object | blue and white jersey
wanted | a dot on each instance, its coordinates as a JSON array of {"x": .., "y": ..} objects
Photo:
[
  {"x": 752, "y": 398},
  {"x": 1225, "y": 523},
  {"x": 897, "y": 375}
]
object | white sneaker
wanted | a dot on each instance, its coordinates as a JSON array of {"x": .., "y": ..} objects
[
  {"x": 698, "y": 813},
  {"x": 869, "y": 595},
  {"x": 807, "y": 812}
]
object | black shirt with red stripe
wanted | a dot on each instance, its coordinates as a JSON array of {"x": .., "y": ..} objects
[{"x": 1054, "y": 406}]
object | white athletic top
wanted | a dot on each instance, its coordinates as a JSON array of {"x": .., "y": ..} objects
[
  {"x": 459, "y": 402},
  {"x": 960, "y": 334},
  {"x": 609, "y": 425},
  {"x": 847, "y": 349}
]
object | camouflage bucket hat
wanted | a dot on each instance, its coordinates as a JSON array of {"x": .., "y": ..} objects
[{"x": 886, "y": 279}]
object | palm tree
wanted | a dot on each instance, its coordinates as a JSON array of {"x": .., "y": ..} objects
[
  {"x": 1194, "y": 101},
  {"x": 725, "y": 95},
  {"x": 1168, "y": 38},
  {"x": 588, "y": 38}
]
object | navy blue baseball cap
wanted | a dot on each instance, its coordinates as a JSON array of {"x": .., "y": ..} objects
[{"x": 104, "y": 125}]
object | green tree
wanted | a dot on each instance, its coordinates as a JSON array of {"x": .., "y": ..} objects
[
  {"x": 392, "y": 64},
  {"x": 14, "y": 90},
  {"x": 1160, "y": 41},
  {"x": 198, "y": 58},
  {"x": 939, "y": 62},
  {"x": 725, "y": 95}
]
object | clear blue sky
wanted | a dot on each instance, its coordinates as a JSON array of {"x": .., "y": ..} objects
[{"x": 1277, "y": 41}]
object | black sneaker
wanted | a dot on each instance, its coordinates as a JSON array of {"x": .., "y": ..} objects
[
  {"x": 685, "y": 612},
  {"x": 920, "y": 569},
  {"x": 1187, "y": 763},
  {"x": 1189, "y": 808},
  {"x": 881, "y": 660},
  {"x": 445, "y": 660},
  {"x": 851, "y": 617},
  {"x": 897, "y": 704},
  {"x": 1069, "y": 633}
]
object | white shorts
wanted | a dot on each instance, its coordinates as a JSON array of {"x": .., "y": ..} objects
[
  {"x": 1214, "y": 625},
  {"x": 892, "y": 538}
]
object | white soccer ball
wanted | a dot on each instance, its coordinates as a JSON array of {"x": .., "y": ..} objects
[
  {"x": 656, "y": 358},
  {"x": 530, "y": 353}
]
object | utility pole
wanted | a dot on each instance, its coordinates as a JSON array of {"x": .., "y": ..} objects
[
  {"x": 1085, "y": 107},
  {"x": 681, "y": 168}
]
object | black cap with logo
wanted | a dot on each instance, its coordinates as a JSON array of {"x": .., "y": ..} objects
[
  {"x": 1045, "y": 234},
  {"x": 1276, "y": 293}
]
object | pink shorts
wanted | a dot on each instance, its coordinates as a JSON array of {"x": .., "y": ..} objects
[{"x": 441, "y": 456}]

**Requirement:** Set down all of the data above, word for word.

**Task response:**
object | blue and white jersey
wanted | a dot on each instance, its coordinates as a JSON array of {"x": .., "y": ..} objects
Photo:
[
  {"x": 752, "y": 398},
  {"x": 1225, "y": 523},
  {"x": 897, "y": 375}
]
object | white sneaker
wanted | a dot on each instance, its coordinates as a JSON array of {"x": .., "y": ..} objects
[
  {"x": 698, "y": 813},
  {"x": 869, "y": 595},
  {"x": 807, "y": 812}
]
object | black shirt with red stripe
wanted | a dot on each instance, its coordinates as a JSON array of {"x": .., "y": ..} objects
[{"x": 1054, "y": 406}]
object | white athletic top
wanted | a dot on each instance, its coordinates as a JSON array of {"x": .., "y": ..} objects
[
  {"x": 459, "y": 402},
  {"x": 960, "y": 334},
  {"x": 609, "y": 425},
  {"x": 847, "y": 349}
]
object | camouflage bucket hat
wanted | a dot on each instance, its coordinates as a JSON array of {"x": .., "y": ..} objects
[{"x": 886, "y": 279}]
object | palm tree
wanted | a dot on each instance, its coordinates as a JSON array of {"x": .., "y": ..} objects
[
  {"x": 1194, "y": 101},
  {"x": 725, "y": 95},
  {"x": 1168, "y": 38},
  {"x": 588, "y": 38}
]
object | navy blue baseball cap
wanted | a dot on each instance, its coordinates as a JSON array of {"x": .., "y": ..} objects
[{"x": 104, "y": 125}]
object | green tree
wanted | a dot on each instance, its coordinates as a JSON array of {"x": .., "y": ..} objects
[
  {"x": 392, "y": 64},
  {"x": 14, "y": 90},
  {"x": 1160, "y": 41},
  {"x": 198, "y": 58},
  {"x": 939, "y": 62},
  {"x": 725, "y": 95}
]
object | clear blue sky
wanted | a dot on each instance, its coordinates as a JSON array of {"x": .., "y": ..} objects
[{"x": 1277, "y": 41}]
object | black sneaker
wanted | a dot on each instance, its coordinates as a JSON array of {"x": .., "y": ..} objects
[
  {"x": 685, "y": 612},
  {"x": 920, "y": 569},
  {"x": 1187, "y": 763},
  {"x": 1189, "y": 808},
  {"x": 881, "y": 660},
  {"x": 445, "y": 660},
  {"x": 851, "y": 617},
  {"x": 897, "y": 704},
  {"x": 1069, "y": 633}
]
object | white shorts
wanted | a dot on each instance, its coordinates as a JSON array of {"x": .., "y": ..} objects
[
  {"x": 1214, "y": 625},
  {"x": 892, "y": 538}
]
object | white soccer ball
wanted | a dot on each instance, its coordinates as a JSON array of {"x": .., "y": ..} objects
[
  {"x": 656, "y": 358},
  {"x": 530, "y": 353}
]
object | utility pole
wanted | a dot on each instance, its coordinates as a JSON array of {"x": .., "y": ..} objects
[
  {"x": 1085, "y": 107},
  {"x": 681, "y": 168}
]
object | black cap with logo
wanted | a dot on each instance, its coordinates as a JSON array of {"x": .., "y": ..} objects
[
  {"x": 1045, "y": 234},
  {"x": 1276, "y": 293}
]
object | pink shorts
wanted | a dot on each instance, its coordinates as a JSON array of {"x": .., "y": ..} objects
[{"x": 441, "y": 456}]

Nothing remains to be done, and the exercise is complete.